Tâches à réaliser:
1. Pourriez-vous transcrire fidèlement, dans le texte sur le respect dû au nom de Dieu, le passage qui va de "C'est déshonorer Dieu" jusqu'à "s'unit à l'amour." ?
2. Pouvez-vous reprendre le texte sur le respect dû au nom de Dieu après sa dernière phrase et en écrire la suite ?

:: Texte à lire ::

C'est pourquoi nous ne sommes que poussière
et cendre devant le regard du Très-haut.
Je souffre, je l'avoue, en entendant
prononcer souvent si légèrement le
nom de notre Père céleste. Ne
dirait-on pas qu'il s'agit d'un indulgent
aïeul prêt à sourire des fautes
de son petit-fils ? Pour beaucoup, Dieu
ressemble au sacrificateur Héli qui se
bornait à reprendre ainsi ses fils :
« Mes enfants, ce que j'entends dire
n'est pas bon ; » là-dessus
le bon vieillard fermait les yeux sur leurs crimes.
C'est déshonorer Dieu que de lui
prêter ce rôle paterne. Celui qui prie
Dieu avec une telle disposition d'esprit ne
trouvera jamais sa présence. Oui, c'est
profaner le nom de Dieu que d'oublier qu'en lui la
sainteté s'unit à l'amour.

:::
:: Données fournies ::

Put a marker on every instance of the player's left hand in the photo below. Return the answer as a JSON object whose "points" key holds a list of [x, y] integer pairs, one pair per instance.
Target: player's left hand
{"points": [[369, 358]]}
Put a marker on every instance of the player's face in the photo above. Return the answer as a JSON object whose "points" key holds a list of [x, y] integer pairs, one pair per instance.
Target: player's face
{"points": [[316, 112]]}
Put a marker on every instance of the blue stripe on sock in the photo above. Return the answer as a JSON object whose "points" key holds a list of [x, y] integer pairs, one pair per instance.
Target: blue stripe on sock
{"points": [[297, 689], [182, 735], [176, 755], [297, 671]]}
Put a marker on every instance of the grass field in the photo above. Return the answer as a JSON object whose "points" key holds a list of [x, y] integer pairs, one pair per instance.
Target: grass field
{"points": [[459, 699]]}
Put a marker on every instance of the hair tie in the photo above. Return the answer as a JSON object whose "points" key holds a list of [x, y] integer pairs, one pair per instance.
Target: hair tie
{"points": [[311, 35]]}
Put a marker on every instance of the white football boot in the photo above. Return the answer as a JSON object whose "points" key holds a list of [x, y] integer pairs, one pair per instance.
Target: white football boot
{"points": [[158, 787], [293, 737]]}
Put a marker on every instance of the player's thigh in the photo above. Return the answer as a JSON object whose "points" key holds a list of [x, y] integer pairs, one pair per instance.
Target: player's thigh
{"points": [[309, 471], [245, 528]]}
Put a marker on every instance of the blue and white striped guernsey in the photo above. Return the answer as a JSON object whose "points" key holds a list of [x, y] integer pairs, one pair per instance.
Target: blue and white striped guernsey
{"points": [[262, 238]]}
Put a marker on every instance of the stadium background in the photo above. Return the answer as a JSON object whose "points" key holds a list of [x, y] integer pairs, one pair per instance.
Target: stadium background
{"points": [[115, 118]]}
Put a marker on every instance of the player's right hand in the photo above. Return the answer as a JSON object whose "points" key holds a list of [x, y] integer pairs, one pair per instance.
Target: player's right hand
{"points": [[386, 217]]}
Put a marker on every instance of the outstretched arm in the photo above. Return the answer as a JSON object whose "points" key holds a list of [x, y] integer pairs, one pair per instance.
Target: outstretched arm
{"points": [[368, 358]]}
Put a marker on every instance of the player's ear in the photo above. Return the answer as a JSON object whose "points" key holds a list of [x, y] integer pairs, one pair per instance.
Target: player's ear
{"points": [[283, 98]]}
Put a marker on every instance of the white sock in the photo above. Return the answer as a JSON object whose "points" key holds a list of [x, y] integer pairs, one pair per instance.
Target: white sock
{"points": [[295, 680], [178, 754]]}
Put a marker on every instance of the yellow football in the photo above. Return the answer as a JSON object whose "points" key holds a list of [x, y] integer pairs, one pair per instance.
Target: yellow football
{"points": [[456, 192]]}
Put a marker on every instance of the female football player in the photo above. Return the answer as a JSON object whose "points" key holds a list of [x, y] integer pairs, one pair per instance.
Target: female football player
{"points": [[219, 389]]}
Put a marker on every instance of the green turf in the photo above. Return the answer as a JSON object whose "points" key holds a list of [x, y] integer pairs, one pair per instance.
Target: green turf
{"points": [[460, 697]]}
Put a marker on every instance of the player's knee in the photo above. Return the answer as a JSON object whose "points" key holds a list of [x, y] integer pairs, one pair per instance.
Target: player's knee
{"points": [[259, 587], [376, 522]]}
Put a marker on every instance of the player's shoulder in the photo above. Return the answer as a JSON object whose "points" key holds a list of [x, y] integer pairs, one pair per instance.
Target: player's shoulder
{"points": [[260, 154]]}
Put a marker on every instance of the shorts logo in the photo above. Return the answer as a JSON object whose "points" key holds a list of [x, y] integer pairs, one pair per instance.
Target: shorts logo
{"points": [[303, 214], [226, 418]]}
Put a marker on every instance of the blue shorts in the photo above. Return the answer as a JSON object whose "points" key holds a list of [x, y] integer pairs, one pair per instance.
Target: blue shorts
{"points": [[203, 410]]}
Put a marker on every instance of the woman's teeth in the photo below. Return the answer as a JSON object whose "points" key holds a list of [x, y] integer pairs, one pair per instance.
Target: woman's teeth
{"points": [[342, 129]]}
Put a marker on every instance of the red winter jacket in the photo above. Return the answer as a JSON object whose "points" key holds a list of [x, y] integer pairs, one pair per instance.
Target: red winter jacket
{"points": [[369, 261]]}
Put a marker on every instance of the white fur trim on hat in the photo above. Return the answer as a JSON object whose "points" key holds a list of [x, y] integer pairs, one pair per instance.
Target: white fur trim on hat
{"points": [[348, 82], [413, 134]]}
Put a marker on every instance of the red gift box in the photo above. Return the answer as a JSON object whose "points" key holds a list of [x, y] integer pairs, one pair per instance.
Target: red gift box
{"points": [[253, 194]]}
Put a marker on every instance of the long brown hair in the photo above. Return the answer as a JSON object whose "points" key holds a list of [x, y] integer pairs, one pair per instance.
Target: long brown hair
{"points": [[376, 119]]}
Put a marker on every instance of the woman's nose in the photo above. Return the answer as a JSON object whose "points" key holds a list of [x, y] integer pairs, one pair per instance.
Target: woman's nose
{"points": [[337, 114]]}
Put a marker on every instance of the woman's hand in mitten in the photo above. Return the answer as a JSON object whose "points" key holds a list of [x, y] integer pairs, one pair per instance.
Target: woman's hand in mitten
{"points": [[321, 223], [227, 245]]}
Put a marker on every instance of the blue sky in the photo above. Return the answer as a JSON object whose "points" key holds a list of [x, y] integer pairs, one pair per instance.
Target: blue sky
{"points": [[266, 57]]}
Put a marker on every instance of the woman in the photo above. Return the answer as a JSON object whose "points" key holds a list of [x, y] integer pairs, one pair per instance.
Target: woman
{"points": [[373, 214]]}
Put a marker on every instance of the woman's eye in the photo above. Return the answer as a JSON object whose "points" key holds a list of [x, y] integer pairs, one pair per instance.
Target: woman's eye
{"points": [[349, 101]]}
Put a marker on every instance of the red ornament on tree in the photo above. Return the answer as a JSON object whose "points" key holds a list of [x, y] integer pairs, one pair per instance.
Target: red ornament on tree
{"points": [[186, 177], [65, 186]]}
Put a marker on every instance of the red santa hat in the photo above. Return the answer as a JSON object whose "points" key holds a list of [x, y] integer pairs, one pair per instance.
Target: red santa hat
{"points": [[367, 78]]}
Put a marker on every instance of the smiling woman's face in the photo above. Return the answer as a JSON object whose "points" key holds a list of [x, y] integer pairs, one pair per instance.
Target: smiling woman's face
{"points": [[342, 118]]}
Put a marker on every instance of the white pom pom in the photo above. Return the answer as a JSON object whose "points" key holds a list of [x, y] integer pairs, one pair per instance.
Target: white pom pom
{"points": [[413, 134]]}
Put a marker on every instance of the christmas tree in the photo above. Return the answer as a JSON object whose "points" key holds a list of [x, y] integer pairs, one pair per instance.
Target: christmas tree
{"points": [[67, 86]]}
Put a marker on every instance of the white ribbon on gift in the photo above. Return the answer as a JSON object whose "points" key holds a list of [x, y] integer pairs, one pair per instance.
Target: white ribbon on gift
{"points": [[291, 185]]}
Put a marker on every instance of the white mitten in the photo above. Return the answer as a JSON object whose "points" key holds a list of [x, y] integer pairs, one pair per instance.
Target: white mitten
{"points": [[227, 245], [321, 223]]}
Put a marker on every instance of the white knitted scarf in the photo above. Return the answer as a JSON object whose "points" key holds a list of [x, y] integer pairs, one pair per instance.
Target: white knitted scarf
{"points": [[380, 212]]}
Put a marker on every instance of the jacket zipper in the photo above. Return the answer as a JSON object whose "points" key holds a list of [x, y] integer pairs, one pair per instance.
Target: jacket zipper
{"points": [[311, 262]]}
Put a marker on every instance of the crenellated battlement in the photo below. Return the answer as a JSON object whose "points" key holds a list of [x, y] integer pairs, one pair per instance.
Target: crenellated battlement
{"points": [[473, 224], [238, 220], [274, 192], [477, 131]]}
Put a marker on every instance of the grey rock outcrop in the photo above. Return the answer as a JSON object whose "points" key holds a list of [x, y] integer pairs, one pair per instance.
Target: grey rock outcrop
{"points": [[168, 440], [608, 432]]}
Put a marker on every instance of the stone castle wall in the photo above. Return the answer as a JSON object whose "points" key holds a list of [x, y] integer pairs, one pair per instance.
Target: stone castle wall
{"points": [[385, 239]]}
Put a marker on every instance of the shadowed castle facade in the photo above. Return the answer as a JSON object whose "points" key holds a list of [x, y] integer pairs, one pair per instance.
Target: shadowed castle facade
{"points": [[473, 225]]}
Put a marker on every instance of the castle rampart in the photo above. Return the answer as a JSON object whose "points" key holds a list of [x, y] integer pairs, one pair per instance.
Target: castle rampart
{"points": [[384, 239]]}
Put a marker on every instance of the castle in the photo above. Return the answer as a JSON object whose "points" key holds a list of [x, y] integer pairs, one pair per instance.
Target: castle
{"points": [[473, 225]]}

:::

Réponses aux tâches:
1.
C'est déshonorer Dieu que de lui
prêter ce rôle paterne. Celui qui prie
Dieu avec une telle disposition d'esprit ne
trouvera jamais sa présence. Oui, c'est
profaner le nom de Dieu que d'oublier qu'en lui la
sainteté s'unit à l'amour.

2.
Le même respect doit accompagner nos
prières au Sauveur. Elles doivent toujours
être inspirées par la pensée
que Christ est celui devant lequel tout genou
fléchira au ciel et sur la terre. Je n'aime
pas les prières où l'on s'adresse
à Christ de la façon suivante :
« 0 toi qui m'es plus doux que tout, mon
Jésus, mon gracieux Jésus, mon cher
frère ! » De telles
invocations sont dépourvues de tact, de
goût. Parce que le Fils de Dieu s'est
abaissé jusqu'à nous, nous n'avons
pas à le rapetisser complètement
à notre niveau. Si un grand de ce monde
venait à frapper sur votre épaule en
vous disant : « Aie bon courage, mon
ami ! » vous retourneriez-vous pour
frapper aussi sur son épaule et lui
répondre : « mon
ami ! » Jésus-Christ s'est
fait votre frère, mais il est autre chose
que cela, il est beaucoup plus que cela : il
est le Fils de Dieu, le saint Rédempteur
dont nul n'est en lui-même digne de baiser
les pieds. C'est pourquoi, mon frère, prends
garde à tes paroles lorsque tu t'adresses
à lui. Un saint respect doit accompagner ton
amour. Dans la prière Dieu doit rester Dieu,
l'homme rester homme.
5. Est-ce toi ou Dieu que tu
cherches
dans la prière ?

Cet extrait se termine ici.